Start of SUPPLIED DATA

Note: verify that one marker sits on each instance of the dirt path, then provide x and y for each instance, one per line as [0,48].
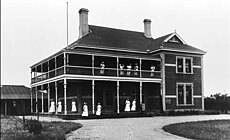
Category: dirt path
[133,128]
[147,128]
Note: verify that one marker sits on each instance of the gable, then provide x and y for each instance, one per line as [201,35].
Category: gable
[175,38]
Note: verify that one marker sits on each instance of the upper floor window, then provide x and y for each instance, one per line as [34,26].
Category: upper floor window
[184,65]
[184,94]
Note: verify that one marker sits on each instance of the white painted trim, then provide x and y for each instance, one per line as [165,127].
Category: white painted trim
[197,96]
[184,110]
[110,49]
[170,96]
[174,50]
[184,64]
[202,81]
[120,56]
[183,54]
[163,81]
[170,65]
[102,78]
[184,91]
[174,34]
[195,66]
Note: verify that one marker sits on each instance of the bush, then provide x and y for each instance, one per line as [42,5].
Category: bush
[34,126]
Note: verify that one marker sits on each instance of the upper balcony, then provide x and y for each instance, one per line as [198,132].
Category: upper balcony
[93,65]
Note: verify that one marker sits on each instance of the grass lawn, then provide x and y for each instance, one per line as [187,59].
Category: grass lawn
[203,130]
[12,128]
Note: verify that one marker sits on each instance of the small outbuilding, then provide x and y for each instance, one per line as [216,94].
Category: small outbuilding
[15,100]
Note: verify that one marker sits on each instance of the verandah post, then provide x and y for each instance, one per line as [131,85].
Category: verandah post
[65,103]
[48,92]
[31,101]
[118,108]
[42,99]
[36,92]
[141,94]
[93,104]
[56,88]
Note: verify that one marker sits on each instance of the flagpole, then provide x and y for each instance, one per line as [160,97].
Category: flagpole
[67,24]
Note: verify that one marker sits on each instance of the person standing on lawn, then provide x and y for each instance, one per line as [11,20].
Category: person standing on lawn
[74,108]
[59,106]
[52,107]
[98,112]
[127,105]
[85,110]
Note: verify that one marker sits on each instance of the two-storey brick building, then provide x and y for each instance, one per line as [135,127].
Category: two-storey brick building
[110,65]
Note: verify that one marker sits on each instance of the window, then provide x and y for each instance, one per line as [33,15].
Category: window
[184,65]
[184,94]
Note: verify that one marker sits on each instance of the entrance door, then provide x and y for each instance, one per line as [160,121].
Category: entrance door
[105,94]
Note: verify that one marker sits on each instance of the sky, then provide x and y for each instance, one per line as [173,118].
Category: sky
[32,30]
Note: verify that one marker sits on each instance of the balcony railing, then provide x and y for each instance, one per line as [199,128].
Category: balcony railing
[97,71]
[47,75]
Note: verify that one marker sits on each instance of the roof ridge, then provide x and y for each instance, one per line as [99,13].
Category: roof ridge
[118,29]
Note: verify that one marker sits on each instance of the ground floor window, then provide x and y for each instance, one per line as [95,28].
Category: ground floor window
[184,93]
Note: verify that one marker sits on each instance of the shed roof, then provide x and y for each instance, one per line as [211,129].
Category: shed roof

End of SUPPLIED DATA

EXERCISE OBJECTIVE :: Line by line, print the records exactly, leaving the pictures behind.

RESULT ::
Note: verify that one marker sits on each instance of the dirt path, then provide x and y for each instance, one per line as [0,48].
Category: dirt path
[133,128]
[147,128]
Note: verify that one marker sits on each instance of the gable, then provide x and y for each instance, one per line as [201,35].
Category: gable
[175,38]
Note: verify that one marker sits on each instance of the upper floor window, then provide x and y for each instance, one per line as [34,26].
Category: upper floor window
[184,65]
[184,94]
Note: verify that one marker sits on each instance of the white painted trim, then provide x and y for each instance, one per line as [165,127].
Category: white painted trim
[197,96]
[184,110]
[110,49]
[170,96]
[174,50]
[184,64]
[202,81]
[120,56]
[183,54]
[163,81]
[170,65]
[102,78]
[184,91]
[174,34]
[195,66]
Note: verify that one marker sits on each instance of the bush, then provide x and y for each instance, one per line as [42,5].
Category: bush
[34,126]
Note: verify that one marker sits on each instance of the upper balcony, then provide x and y for each instance, one per line as [198,132].
Category: upper balcony
[93,65]
Note: verify that one marker sits on each instance of the grass lawn, then provide x and y for each instance, one per line as [187,59].
Category: grass lawn
[203,130]
[12,128]
Note: verify that one marker sits on each instance of the small outbuilding, then provide x and y for each instance, one per line as [216,94].
Category: small outbuilding
[15,100]
Note: verify that one marker sits on each instance of the verandah post, then provide x and y for each instance, one per line as [131,85].
Category: verandah post
[65,103]
[48,92]
[31,101]
[118,108]
[42,99]
[36,92]
[141,94]
[93,104]
[56,88]
Note: verify that one marker sits on each instance of the flagpole, then provide x and y for each instance, one per line as [160,97].
Category: flagpole
[67,24]
Note: verify that one marker sits on each instance of the person standing on lawn, then provide x and y for each instance, one per line as [11,20].
Category: person standing on lawn
[74,108]
[59,106]
[52,107]
[98,112]
[127,105]
[85,110]
Note: verify that one marker sits on each instance of the two-storey brick building, then provide x and y for each instance, one per line as [135,127].
Category: two-storey brick building
[110,65]
Note: verify that one marker sits on each instance of the window, then provide x and y for each instance, one per line as [33,15].
Category: window
[184,65]
[184,94]
Note: verify that one marker sits on each instance of the entrance door, then provide x and y for each instance, one per line as [160,121].
Category: entrance door
[105,94]
Note: verify that one marker sits on each instance of the sky, then provide x and y for each instance, one per line as [173,118].
Category: sky
[32,30]
Note: verify that one marker sits on each instance of the balcony railing, then provide x and y for each instance, one per line as [199,128].
Category: balcony railing
[97,71]
[47,75]
Note: verify that one marker sits on each instance of the roof ridge, then provide x and y for each instance, one per line as [99,13].
Category: roof ridge
[118,29]
Note: verify that one marker sits on each instance of the ground floor window, then provide x and y for each instance, one per line as [95,28].
Category: ground floor window
[184,93]
Note: verify that one marker sits on each instance of the shed roof, then provide x and y for each instance, one per line as [211,129].
Category: shed roof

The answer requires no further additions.